** Opening Excerpted text block **
FEAR.. of being along.. of something new and different... of failing. oh and of eating canned beans forever!!! 

WE ARE WOMEN.. we don't need to stay unhappily married! WE CAN CONQUER ANYTHING!!! 

you owe it to your babies.. and yourself.. to be HAPPY.. even if there is just a faint glimmer of that possibility. 

If you do decide to stay with him.. kudos to you.. I suggest a sex therapist.. and a good one! lol


----------



## MarkTwain

Claire said:


> yeah, I feel the same way you do and MarkTwain..
> 
> I do have a question though, and I can't seem to find an answer, or how to google it properly....
> 
> Ok, so we have all these surrounding issues in the marriage to deal with .. but bottom line is, those have made me PHYSICALLY not attracted to him. Sex is VERY important to him and he is VERY not happy that I am not a willing participant anymore. He is wanting to work on the marriage, but the main thing he focuses on is the intamacy and touching...wanting to hug me and kiss me.... I am sorry, I am just so UTTERLY turned off by him, and now that it is festering me,.. even the most innocent and well meaning touches or hugs make my skin crawl.
> 
> Do I EXPLAIN THIS TO HIM???, you read so much about how you must be HONEST in your relationship, but just HOW honest?
> 
> I do not think there is anything I can say when it comes to that that would sound nice. I hate the way he kisses, I have never liked it and therefore, beyond a peck on the cheek or mouth, I can say that I have not been passionately kissed in YEARS... I just don't think, even if we work out a scenario where we can be partners and stay together for the children, that I will be able to get past the ICK factor that I feel when he comes near me. And I'm really stumped as to how to explain/ or not this to him.
** Closing Excerpted text block **
** Opening Material supplied block **
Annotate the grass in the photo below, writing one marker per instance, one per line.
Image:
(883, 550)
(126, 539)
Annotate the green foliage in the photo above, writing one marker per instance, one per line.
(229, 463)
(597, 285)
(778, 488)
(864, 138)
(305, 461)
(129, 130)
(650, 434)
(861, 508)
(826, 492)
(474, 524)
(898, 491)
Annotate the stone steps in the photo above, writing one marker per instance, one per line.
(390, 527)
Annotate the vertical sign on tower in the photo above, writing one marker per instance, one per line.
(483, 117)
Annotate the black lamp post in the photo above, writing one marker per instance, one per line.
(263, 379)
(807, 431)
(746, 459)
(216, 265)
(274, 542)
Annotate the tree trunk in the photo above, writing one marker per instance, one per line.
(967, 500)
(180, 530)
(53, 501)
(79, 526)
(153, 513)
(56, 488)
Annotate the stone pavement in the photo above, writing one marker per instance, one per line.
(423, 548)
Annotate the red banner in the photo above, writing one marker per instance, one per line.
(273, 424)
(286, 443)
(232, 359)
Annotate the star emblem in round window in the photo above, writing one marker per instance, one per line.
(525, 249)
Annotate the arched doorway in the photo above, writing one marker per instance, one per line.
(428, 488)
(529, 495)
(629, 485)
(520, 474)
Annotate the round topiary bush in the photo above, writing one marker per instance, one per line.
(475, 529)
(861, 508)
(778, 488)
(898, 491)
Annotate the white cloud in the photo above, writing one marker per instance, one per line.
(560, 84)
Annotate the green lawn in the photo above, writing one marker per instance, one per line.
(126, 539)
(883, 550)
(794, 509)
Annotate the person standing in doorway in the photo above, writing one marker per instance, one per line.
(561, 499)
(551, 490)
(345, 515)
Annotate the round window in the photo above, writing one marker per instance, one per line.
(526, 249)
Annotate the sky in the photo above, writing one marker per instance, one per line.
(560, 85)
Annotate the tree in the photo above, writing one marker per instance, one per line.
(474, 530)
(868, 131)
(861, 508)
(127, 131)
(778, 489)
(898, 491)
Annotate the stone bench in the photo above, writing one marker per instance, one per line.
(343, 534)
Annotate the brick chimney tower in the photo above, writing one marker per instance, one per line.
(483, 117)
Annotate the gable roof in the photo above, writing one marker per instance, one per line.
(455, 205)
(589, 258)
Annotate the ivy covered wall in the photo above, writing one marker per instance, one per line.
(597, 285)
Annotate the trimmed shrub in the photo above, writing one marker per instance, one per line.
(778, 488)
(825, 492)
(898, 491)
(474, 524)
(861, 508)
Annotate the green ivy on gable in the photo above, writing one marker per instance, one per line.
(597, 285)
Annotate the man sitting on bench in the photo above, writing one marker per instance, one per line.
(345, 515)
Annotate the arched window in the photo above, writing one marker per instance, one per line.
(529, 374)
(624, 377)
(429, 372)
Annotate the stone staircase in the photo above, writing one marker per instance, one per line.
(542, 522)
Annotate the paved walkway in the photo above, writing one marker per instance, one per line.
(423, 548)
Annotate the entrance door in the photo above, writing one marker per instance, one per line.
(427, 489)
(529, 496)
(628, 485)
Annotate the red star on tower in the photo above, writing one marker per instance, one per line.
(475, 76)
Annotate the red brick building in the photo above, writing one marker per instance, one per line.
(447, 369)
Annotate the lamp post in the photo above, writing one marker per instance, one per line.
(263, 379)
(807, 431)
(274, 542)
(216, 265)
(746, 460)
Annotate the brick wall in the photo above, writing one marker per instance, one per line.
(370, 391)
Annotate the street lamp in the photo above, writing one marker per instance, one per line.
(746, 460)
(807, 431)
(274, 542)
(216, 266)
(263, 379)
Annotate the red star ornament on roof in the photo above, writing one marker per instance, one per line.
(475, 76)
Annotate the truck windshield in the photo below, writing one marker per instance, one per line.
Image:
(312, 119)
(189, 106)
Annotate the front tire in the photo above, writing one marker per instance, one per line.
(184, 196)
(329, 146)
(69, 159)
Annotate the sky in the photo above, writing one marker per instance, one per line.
** Closing Material supplied block **
__Directions__
a - Reproduce everything in the forum thread on an unhappy marriage from "FEAR.. of being" down to "of that possibility.".
b - Carry on the forum thread on an unhappy marriage from the point at which it stops.

__Per-task outputs__
a -
FEAR.. of being along.. of something new and different... of failing. oh and of eating canned beans forever!!! 

WE ARE WOMEN.. we don't need to stay unhappily married! WE CAN CONQUER ANYTHING!!! 

you owe it to your babies.. and yourself.. to be HAPPY.. even if there is just a faint glimmer of that possibility.

b -
Yes, I think you should be totally honest with him. I can tell you this. If my wife ever told me that, I would have left within weeks - possibly seconds. So by telling him this, it might just set him free.


----------



## Claire

The last few days have been calm, and we have gotten along fine. But the truth of the matter is we have seen very little of each other as he has worked a little late, and I go to bed early. So makes it pretty easy. When I speak to him on the phone his tone of voice is completely normal as if not a thing in the world has taken place.. but the one thing he IS doing that is making me uncomfortable is wanting to hug and kiss in the morning and night... now, I realize this is normal behavior between a husband and wife and a therapist would probably recommend it... but really, has only been a few days since our last blow up and me asking him to give me space... the night before last I got up and told him good night and he said... "well aren't you going to come give me a kiss?".. my gut turned.. so, my mind had a small tug o war and I decided to walk over and give him a kiss on the cheek..but he puckered up, and while I was approaching him made this look of disbelief that I would dare go without doing that... 

What does he NOT get? and the look on his face to me... is his typical subtle way of telling me "you are the wrong one"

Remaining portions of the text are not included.